(Entries from an annotation dataset)
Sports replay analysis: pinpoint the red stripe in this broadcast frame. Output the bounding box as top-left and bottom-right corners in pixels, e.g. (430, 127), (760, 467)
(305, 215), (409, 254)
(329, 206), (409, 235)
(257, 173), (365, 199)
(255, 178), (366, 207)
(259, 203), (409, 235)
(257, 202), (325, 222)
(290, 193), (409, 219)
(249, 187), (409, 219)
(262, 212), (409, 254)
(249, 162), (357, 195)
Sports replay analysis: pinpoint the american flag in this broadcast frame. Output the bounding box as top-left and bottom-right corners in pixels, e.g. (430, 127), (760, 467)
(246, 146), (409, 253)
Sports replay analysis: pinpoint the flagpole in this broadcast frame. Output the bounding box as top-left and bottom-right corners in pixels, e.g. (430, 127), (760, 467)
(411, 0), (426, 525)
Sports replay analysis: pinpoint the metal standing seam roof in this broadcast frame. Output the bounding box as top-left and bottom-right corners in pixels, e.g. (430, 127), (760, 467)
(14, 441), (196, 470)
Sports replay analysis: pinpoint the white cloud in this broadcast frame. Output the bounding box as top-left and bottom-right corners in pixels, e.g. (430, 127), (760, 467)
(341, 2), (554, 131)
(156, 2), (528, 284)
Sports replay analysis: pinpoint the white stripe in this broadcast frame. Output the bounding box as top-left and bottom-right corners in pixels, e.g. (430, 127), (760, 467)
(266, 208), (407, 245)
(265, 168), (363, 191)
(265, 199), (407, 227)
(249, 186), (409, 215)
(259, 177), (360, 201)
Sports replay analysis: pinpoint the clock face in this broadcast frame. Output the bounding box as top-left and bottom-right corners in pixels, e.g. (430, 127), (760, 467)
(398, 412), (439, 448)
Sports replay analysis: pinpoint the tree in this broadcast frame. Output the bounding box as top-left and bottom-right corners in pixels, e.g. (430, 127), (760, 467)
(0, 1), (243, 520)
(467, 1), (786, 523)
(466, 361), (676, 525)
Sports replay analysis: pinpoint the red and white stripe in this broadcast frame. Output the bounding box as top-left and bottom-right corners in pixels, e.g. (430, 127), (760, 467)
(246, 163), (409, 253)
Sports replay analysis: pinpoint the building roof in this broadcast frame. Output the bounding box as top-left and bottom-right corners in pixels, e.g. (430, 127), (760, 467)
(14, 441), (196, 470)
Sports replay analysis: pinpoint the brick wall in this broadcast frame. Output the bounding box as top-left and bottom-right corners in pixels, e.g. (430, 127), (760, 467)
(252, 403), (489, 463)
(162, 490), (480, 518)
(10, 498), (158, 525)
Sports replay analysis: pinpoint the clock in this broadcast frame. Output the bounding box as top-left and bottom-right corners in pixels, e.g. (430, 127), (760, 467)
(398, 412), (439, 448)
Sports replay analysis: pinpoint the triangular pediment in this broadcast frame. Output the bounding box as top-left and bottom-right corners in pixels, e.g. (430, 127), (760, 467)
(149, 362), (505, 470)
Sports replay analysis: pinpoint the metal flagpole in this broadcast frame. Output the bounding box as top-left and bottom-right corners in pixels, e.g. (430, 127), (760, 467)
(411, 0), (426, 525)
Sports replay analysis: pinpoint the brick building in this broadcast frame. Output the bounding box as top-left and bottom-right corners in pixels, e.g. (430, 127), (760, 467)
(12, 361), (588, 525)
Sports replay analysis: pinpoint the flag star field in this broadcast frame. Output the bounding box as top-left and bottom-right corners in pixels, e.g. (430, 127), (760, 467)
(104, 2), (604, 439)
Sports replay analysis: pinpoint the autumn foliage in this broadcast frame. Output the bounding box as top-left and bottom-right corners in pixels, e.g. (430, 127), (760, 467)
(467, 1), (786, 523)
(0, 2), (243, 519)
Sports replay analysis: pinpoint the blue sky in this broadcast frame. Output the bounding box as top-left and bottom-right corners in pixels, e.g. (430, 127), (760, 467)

*The request*. Copy all of the lines above word for word, keeping every one in its original order.

*Result for this task*.
Sports replay analysis: pinpoint the red stripe in this broadcast frame. Output the bounding box as top-left and bottom-right corners in pixels, e.g. (430, 127), (760, 467)
(305, 215), (409, 254)
(329, 206), (409, 235)
(257, 173), (365, 199)
(255, 178), (366, 207)
(259, 203), (409, 235)
(257, 202), (325, 222)
(290, 193), (409, 219)
(249, 187), (409, 219)
(262, 212), (409, 254)
(249, 162), (357, 195)
Sports replay analysis: pinpoint the american flag in this broadcast frame. Output the bounding box as top-left and bottom-right corners in pixels, e.g. (430, 127), (760, 467)
(246, 146), (409, 253)
Sports replay analysis: pinpoint the flagpole in this broadcast frame. Output the bounding box as top-left and bottom-right corners in pixels, e.g. (430, 127), (760, 467)
(411, 0), (426, 525)
Sports replay analysis: pinpoint the metal standing seam roof in this broadcast frame. Output the bounding box as top-left and bottom-right corners in pixels, e.g. (430, 127), (760, 467)
(14, 441), (196, 470)
Sports replay analysis: pinpoint the white cloud in this broadcast frame. Output the bounding box as top-left and bottom-right corners in pixels, e.g. (430, 127), (760, 467)
(341, 2), (554, 131)
(156, 2), (528, 284)
Sports replay analysis: pinpoint the white stripe in this broadcast frame. Output the bounding box as top-left and bottom-right corners in pixels, e.g. (430, 127), (760, 467)
(266, 208), (407, 245)
(265, 168), (363, 191)
(265, 199), (407, 227)
(249, 186), (409, 215)
(259, 177), (360, 201)
Sports replay analysis: pinpoint the clock face in this broadcast frame. Output the bounding box as top-left and bottom-right corners in pixels, e.g. (430, 127), (760, 467)
(398, 412), (439, 448)
Sports replay analysis: pinpoint the tree in this broadcast frame. Output the bounding box as top-left and bottom-right corners in pixels, e.g. (430, 127), (760, 467)
(0, 1), (243, 520)
(467, 1), (786, 523)
(466, 361), (676, 525)
Sports replay analysis: pinpoint the red and white stripe in this broadcast frame. Output the bounding box as top-left and bottom-right corners in pixels, e.g. (430, 127), (760, 467)
(246, 163), (409, 253)
Sports replay analysis: pinpoint the building roof in this broadcast frame. Output the bounding box as top-left and bottom-right corners in pixels, e.g. (430, 127), (760, 467)
(14, 441), (196, 470)
Sports replay analysis: pinpoint the brick wall in this broadcast frame. Output the bounding box as top-left and bottom-right corners in pixels, e.g. (430, 127), (760, 467)
(252, 403), (489, 463)
(162, 490), (480, 518)
(10, 498), (158, 525)
Sports replay analysis: pinpoint the clock in this broadcast frame. Output the bounding box as top-left and bottom-right corners in pixels, e.g. (430, 127), (760, 467)
(398, 412), (439, 448)
Sports replay analysis: pinpoint the triangular pediment in this broadcast frame. Output the bounding box as top-left and bottom-right corners in pixels, e.g. (430, 127), (760, 467)
(149, 362), (505, 470)
Sports replay analysis: pinpoint the metal flagpole in this broadcast frame. Output the bounding box as top-left and bottom-right corners in pixels, e.g. (430, 127), (760, 467)
(411, 0), (426, 525)
Sports replay analysis: pinpoint the brick building in this broadcast frame. Output the bounding box as top-left and bottom-right corners in pixels, e.g. (430, 127), (760, 467)
(12, 361), (588, 525)
Sports replay analysis: pinpoint the flag star field in this broadcast frame. Output the bounding box as top-left and bottom-right corners in pixels, e.g. (430, 127), (760, 467)
(104, 2), (604, 439)
Sports replay analysis: pinpoint the autumn foliage in this broadcast frame. Output the bounding box as top-left and bottom-right corners in pixels, e.g. (430, 127), (760, 467)
(467, 1), (786, 523)
(0, 2), (243, 519)
Sports replay analysis: pinpoint the blue sky in this broadcast frame. Output the bounding box as top-left and bottom-right corners in pixels, e.g. (430, 127), (760, 467)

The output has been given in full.